## Material to process
★ ★ ★

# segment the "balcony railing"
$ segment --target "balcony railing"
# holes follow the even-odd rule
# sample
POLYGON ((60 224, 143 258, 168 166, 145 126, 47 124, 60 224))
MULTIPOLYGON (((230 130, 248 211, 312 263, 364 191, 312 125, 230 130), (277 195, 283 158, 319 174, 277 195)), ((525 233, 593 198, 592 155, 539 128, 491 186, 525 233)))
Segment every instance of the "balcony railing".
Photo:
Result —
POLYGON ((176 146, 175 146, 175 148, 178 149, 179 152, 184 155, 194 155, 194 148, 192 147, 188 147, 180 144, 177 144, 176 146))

★ ★ ★

## What you have to do
Reproduce every one of the entries above verbatim, keeping each character and line break unchanged.

## Exercise response
# segment the "balcony railing"
$ segment --target "balcony railing"
# holes follow the even-odd rule
# sample
POLYGON ((60 224, 143 258, 168 166, 145 126, 47 124, 60 224))
MULTIPOLYGON (((230 130, 248 211, 312 263, 364 191, 312 125, 230 130), (277 195, 283 158, 319 174, 277 195)), ((525 233, 593 198, 592 155, 539 128, 491 186, 525 233)))
Segment every instance of the "balcony railing".
Photo:
Result —
POLYGON ((176 146, 175 146, 175 148, 178 149, 179 152, 184 155, 194 155, 194 148, 192 147, 188 147, 180 144, 177 144, 176 146))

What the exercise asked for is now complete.